Copy the records below exactly, leaving out any pictures.

________________

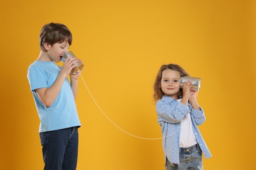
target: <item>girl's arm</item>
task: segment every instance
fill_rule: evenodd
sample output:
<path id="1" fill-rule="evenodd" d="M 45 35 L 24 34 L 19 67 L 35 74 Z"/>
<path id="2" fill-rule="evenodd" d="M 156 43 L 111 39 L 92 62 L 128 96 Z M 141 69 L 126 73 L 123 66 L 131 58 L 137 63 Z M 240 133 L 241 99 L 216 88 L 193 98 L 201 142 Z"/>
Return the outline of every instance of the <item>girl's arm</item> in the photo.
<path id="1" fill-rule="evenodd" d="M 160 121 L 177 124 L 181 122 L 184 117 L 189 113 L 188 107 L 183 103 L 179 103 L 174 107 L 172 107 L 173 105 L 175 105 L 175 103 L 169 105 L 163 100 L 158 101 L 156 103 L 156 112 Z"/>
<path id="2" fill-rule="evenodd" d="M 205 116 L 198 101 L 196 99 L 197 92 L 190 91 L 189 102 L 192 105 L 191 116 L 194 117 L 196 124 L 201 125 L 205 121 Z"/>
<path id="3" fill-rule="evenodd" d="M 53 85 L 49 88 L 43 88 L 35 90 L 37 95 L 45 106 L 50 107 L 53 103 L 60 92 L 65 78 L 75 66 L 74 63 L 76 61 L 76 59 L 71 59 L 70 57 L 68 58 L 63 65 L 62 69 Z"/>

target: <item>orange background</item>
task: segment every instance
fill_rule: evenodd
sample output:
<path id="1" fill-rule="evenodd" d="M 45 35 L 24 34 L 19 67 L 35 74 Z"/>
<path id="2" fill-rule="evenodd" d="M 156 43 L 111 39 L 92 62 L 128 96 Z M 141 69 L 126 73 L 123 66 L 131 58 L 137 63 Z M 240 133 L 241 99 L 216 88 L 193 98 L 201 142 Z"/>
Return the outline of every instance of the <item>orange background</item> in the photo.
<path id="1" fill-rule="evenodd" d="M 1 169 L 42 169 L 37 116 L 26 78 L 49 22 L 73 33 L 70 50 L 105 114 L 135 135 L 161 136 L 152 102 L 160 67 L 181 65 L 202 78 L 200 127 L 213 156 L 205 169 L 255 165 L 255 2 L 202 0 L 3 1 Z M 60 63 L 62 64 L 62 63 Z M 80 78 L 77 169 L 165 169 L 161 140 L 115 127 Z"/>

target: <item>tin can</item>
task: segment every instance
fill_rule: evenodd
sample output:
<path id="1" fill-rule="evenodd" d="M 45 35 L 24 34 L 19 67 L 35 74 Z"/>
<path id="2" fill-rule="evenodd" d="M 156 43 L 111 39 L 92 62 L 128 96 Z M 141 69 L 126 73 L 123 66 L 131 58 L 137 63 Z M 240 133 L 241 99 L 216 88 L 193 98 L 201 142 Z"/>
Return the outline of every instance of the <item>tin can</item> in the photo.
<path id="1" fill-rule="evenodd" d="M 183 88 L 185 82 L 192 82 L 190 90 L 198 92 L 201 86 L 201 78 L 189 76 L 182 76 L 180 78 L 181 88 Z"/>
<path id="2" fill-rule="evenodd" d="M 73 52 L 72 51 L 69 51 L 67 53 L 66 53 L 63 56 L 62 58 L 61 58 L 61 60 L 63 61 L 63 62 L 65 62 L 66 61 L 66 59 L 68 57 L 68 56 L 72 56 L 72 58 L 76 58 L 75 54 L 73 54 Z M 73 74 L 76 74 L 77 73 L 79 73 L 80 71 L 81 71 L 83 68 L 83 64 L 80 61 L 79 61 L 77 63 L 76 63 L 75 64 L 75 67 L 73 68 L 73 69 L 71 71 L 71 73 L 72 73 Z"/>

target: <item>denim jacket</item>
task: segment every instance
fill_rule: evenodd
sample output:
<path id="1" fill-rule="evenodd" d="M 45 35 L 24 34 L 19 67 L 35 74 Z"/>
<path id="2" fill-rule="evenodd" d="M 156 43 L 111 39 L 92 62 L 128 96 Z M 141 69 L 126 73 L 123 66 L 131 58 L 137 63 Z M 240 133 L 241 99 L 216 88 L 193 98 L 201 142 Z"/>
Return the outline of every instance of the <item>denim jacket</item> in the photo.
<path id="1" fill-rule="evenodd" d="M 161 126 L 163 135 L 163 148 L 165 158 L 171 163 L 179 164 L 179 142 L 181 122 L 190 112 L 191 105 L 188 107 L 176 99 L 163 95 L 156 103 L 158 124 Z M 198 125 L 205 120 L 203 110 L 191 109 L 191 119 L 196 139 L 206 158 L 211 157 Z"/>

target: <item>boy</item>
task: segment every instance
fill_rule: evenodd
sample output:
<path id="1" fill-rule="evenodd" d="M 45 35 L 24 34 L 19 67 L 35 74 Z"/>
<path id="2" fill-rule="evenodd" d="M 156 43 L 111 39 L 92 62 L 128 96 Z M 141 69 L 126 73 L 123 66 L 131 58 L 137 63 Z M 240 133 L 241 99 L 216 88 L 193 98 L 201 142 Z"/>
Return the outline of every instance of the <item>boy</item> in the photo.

________________

Exercise response -
target: <item>girl's arm</item>
task: segment every instance
fill_rule: evenodd
sample output:
<path id="1" fill-rule="evenodd" d="M 45 35 L 24 34 L 19 67 L 35 74 Z"/>
<path id="2" fill-rule="evenodd" d="M 156 43 L 111 39 L 92 62 L 128 96 Z M 141 69 L 126 73 L 123 66 L 131 58 L 137 63 Z M 240 133 L 241 99 L 216 88 L 193 98 L 201 142 Z"/>
Return the outline of every instance of the <item>girl's arm</item> in the photo.
<path id="1" fill-rule="evenodd" d="M 160 121 L 177 124 L 181 122 L 184 117 L 189 113 L 188 107 L 183 103 L 179 103 L 174 107 L 172 107 L 173 105 L 175 105 L 175 103 L 169 105 L 163 100 L 158 101 L 156 103 L 156 112 Z"/>
<path id="2" fill-rule="evenodd" d="M 205 116 L 198 101 L 196 99 L 197 92 L 190 91 L 189 102 L 192 105 L 191 116 L 194 117 L 196 124 L 201 125 L 205 121 Z"/>
<path id="3" fill-rule="evenodd" d="M 53 85 L 49 88 L 43 88 L 35 90 L 37 95 L 45 106 L 50 107 L 53 103 L 60 92 L 65 78 L 75 66 L 74 63 L 76 61 L 76 59 L 71 59 L 70 57 L 68 58 L 63 65 L 62 69 Z"/>

target: <item>orange background</item>
task: segment every instance
fill_rule: evenodd
sample output:
<path id="1" fill-rule="evenodd" d="M 45 35 L 24 34 L 19 67 L 35 74 Z"/>
<path id="2" fill-rule="evenodd" d="M 156 43 L 111 39 L 92 62 L 128 96 Z M 141 69 L 126 73 L 123 66 L 131 58 L 137 63 Z M 240 133 L 241 99 L 216 88 L 193 98 L 201 142 Z"/>
Return the outline of every instance of the <item>orange background</item> in the photo.
<path id="1" fill-rule="evenodd" d="M 1 169 L 42 169 L 37 116 L 26 78 L 49 22 L 73 33 L 70 50 L 105 114 L 135 135 L 161 136 L 152 102 L 160 67 L 181 65 L 202 78 L 200 127 L 213 156 L 205 169 L 255 165 L 255 2 L 202 0 L 3 1 Z M 60 63 L 62 64 L 62 63 Z M 80 78 L 77 169 L 165 169 L 161 140 L 115 127 Z"/>

target: <item>tin can</item>
task: segment every instance
fill_rule: evenodd
sample output:
<path id="1" fill-rule="evenodd" d="M 45 35 L 24 34 L 19 67 L 35 74 Z"/>
<path id="2" fill-rule="evenodd" d="M 156 43 L 111 39 L 92 62 L 128 96 Z M 141 69 L 126 73 L 123 66 L 131 58 L 137 63 Z M 240 133 L 241 99 L 216 88 L 193 98 L 201 142 Z"/>
Return the outline of every instance of the <item>tin can</item> in the photo.
<path id="1" fill-rule="evenodd" d="M 183 88 L 185 82 L 192 82 L 190 90 L 198 92 L 201 86 L 201 78 L 189 76 L 182 76 L 180 78 L 181 88 Z"/>
<path id="2" fill-rule="evenodd" d="M 73 52 L 72 51 L 69 51 L 67 53 L 66 53 L 63 56 L 62 58 L 61 58 L 61 60 L 63 61 L 63 62 L 65 62 L 66 61 L 66 59 L 68 57 L 68 56 L 72 56 L 72 58 L 76 58 L 75 54 L 73 54 Z M 73 74 L 76 74 L 77 73 L 79 73 L 80 71 L 81 71 L 83 68 L 83 64 L 80 61 L 79 61 L 77 63 L 76 63 L 75 64 L 75 67 L 73 68 L 73 69 L 71 71 L 71 73 L 72 73 Z"/>

target: <item>denim jacket</item>
task: segment every instance
fill_rule: evenodd
sample output:
<path id="1" fill-rule="evenodd" d="M 45 35 L 24 34 L 19 67 L 35 74 Z"/>
<path id="2" fill-rule="evenodd" d="M 156 43 L 111 39 L 92 62 L 128 96 Z M 141 69 L 126 73 L 123 66 L 131 58 L 137 63 Z M 240 133 L 241 99 L 216 88 L 193 98 L 201 142 Z"/>
Return the outline of every instance of the <item>denim jacket</item> in the photo.
<path id="1" fill-rule="evenodd" d="M 161 126 L 163 135 L 163 148 L 165 158 L 171 163 L 179 164 L 179 142 L 181 122 L 190 112 L 191 105 L 188 107 L 176 99 L 163 95 L 156 103 L 158 124 Z M 198 125 L 205 120 L 203 110 L 191 109 L 191 119 L 196 139 L 206 158 L 211 157 Z"/>

target: <item>boy</item>
task: segment every instance
fill_rule: evenodd
sample output:
<path id="1" fill-rule="evenodd" d="M 45 35 L 24 34 L 19 67 L 35 74 Z"/>
<path id="2" fill-rule="evenodd" d="M 156 43 L 111 39 L 92 62 L 128 96 Z M 141 69 L 126 73 L 123 66 L 131 58 L 137 63 Z M 240 133 L 241 99 L 216 88 L 193 98 L 201 142 Z"/>
Return the outline of every instance of the <item>boy</item> in the photo.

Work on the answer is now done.